**Selection**
☆ ☆ ☆

Finally, there are some contract provisions that simply make no sense as written, even within the context of the entire document. I've encountered a few in my time, and have even sat as a sort-of judge in cases where such language had to be interpreted. In such a case, testimony as to the background and extrinsic context of the provision can be very helpful. Indeed, one of the touchstones of contract interpretation is the context in which the language was chosen and the purpose intended by the drafter to be accomplished. I'd say in the particular case MYL poses, a consideration of the respective interests to be protected will lead to a resolution as to the meaning of what appears in print. And in this case I think the intent is fairly clear from the language of the provision. Ultimately, whether it's clear enough for a particular judge in a particular case can only be resolved by litigation.
Boy, there's nothing like writing about legal issues to turn language pompous and abstract. Sorry about that.
Jens Fiederer said,
January 11, 2010 @ 10:42 am
The sensible thing to do is to turn this whole thread over to the good people at The Volokh Conspiracy ( volokh.com ).
Thinh Nguyen said,
January 11, 2010 @ 12:21 pm
Matt Cockerill asked me to comment on this thread, which is very interesting. I agree with Mr. Goldfarb's analysis. The integration clause in question is considered a "boilerplate" provision and is typically found in many contracts. It is, as he notes, a common rule of construction introduced in contracts in order to cope with some of the more abusive practices relating to the Parol Evidence Rule. Among its uses is to prevent parties to a negotiation from raising statements made during the course of that negotiation to vary the terms of the final agreement after the fact. The intent is that only statements contained in the "four corners" of document are admissible into evidence for the purpose of interpreting the contract.
In my opinion, this provision should be interpreted in light of this common practice. As Mr. Goldfarb notes, the Publisher Agreement is a distinct and separate agreement that exists between the Publisher and the author, whereas the Creative Commons license is the instrument by which a license is granted by the Author to the public. Therefore, the integration sentence of the Creative Commons license should not be construed to affect the validity of the Publisher Agreement or the other way around.
The mere fact that the Publisher Agreement references the Creative Commons license and obtains the author's consent to license his or her work under such terms does not make them into one and the same instrument. They remain conceptually separate and distinct agreements, between different parties, and addressing different subject matter, and therefore, each may contain its own integration clause without introducing any necessary logical conflict. In particular, the representations regarding originality contained in the Publisher Agreement may be enforceable by the Publisher against the author, but no such representation is enforceable by others (including the public) under the Creative Commons license (for there are none), nor may such representations be later inferred from extrinsic evidence.

☆ ☆ ☆

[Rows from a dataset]
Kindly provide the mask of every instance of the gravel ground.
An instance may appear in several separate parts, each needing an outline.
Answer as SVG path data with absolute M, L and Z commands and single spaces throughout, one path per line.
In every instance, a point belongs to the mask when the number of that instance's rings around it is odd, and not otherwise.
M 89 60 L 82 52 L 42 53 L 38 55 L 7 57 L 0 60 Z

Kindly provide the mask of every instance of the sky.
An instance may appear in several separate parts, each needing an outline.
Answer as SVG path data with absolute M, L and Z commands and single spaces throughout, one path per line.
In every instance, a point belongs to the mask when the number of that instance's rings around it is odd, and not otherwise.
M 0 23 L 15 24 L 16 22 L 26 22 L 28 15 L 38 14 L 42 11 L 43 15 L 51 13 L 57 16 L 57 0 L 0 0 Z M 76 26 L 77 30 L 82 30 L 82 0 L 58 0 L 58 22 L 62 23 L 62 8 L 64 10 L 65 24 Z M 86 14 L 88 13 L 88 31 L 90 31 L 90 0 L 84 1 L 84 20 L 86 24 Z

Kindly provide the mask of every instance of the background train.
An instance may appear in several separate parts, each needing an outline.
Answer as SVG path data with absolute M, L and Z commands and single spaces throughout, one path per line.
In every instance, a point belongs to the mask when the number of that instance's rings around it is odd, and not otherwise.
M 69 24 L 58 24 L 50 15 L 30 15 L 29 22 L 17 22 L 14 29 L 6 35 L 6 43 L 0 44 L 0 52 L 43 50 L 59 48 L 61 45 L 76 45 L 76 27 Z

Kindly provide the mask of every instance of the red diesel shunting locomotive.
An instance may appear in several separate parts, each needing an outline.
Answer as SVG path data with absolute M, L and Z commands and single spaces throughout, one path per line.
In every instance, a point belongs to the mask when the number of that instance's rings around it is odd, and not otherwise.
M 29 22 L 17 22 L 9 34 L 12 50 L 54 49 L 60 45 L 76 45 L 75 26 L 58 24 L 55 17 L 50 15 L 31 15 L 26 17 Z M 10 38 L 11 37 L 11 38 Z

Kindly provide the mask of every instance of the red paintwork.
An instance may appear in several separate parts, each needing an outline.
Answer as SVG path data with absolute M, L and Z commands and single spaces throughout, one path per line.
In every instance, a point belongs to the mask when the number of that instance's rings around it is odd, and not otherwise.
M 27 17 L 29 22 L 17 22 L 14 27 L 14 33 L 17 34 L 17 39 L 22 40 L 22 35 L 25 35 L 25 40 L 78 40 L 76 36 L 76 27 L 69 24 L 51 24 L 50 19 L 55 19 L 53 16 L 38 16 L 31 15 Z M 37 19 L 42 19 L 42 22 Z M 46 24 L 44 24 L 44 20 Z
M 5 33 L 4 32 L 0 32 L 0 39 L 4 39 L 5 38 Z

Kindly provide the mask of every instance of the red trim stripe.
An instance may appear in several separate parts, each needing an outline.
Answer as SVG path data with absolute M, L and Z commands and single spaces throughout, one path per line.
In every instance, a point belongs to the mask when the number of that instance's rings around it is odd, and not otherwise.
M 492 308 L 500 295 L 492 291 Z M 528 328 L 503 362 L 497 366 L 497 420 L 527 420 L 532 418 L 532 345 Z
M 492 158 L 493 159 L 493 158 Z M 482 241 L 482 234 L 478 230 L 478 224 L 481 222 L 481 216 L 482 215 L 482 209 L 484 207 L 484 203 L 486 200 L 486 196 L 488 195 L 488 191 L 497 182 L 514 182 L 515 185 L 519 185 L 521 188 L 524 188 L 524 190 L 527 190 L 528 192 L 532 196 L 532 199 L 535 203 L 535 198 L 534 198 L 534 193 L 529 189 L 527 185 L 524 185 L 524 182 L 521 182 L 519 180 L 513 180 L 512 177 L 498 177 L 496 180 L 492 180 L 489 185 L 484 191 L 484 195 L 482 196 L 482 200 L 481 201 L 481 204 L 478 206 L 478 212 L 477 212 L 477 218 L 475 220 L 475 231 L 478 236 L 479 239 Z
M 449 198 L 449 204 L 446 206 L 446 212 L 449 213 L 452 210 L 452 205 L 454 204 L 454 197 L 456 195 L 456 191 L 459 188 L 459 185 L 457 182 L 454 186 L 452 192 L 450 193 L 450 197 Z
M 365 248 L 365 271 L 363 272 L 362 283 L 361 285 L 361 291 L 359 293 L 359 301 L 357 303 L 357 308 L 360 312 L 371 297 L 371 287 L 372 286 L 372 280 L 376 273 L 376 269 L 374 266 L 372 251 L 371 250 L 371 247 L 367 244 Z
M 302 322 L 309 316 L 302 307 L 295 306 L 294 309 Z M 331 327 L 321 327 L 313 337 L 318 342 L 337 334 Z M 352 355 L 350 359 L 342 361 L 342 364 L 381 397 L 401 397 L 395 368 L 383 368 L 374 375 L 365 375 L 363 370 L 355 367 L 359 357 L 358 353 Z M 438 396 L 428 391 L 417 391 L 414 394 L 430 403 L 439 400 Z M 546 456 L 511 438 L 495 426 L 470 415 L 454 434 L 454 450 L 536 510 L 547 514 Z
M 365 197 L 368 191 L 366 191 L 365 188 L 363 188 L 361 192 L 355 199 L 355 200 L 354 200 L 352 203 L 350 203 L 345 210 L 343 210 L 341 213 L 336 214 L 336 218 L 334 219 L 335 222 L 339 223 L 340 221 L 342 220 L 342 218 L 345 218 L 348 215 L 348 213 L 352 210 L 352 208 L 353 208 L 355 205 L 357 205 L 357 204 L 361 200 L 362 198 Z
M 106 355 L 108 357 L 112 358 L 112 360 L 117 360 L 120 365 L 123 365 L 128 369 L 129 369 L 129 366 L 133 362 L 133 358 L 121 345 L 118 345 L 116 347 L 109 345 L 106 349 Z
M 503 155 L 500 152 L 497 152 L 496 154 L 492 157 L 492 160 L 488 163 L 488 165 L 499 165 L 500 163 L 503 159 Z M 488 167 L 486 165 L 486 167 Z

☆ ☆ ☆

**Short task A**
Using the commentary on contract interpretation, decide whether each statement agrees with it, answering yes or no and quoting the deciding words: (i) the integration clause at issue is regarded as a boilerplate provision; (ii) the Publisher Agreement and the Creative Commons license form a single instrument; (iii) the public may enforce representations regarding originality under the Creative Commons license.
**Short task B**
Shift every coordinate in the answer paths of the listing by adding 5 to it, and reproduce those lines with their requests: begin at the first line of the listing and stop after the line containing "M 69 24 L 58".
The commentary and the listing were taken from unrelated sources.

**Final result A**
(i) Yes: "The integration clause in question is considered a "boilerplate" provision and is typically found in many contracts."
(ii) No: "does not make them into one and the same instrument."
(iii) No: "but no such representation is enforceable by others (including the public) under the Creative Commons license (for there are none)"

**Final result B**
Kindly provide the mask of every instance of the gravel ground.
An instance may appear in several separate parts, each needing an outline.
Answer as SVG path data with absolute M, L and Z commands and single spaces throughout, one path per line.
In every instance, a point belongs to the mask when the number of that instance's rings around it is odd, and not otherwise.
M 94 65 L 87 57 L 47 58 L 43 60 L 12 62 L 5 65 Z

Kindly provide the mask of every instance of the sky.
An instance may appear in several separate parts, each needing an outline.
Answer as SVG path data with absolute M, L and Z commands and single spaces throughout, one path per line.
In every instance, a point belongs to the mask when the number of that instance's rings around it is odd, and not otherwise.
M 5 28 L 20 29 L 21 27 L 31 27 L 33 20 L 43 19 L 47 16 L 48 20 L 56 18 L 62 21 L 62 5 L 5 5 Z M 81 31 L 82 35 L 87 35 L 87 5 L 63 5 L 63 27 L 67 28 L 67 13 L 69 15 L 70 29 Z M 91 19 L 93 18 L 93 36 L 95 36 L 95 5 L 89 6 L 89 25 L 91 29 Z

Kindly provide the mask of every instance of the background train.
An instance may appear in several separate parts, each needing an outline.
Answer as SVG path data with absolute M, L and Z commands and single spaces throughout, one path per line.
In every instance, a point belongs to the mask when the number of that instance's rings around it is odd, and not otherwise.
M 74 29 L 63 29 L 55 20 L 35 20 L 34 27 L 22 27 L 19 34 L 11 40 L 11 48 L 5 49 L 5 57 L 48 55 L 64 53 L 66 50 L 81 50 L 81 32 Z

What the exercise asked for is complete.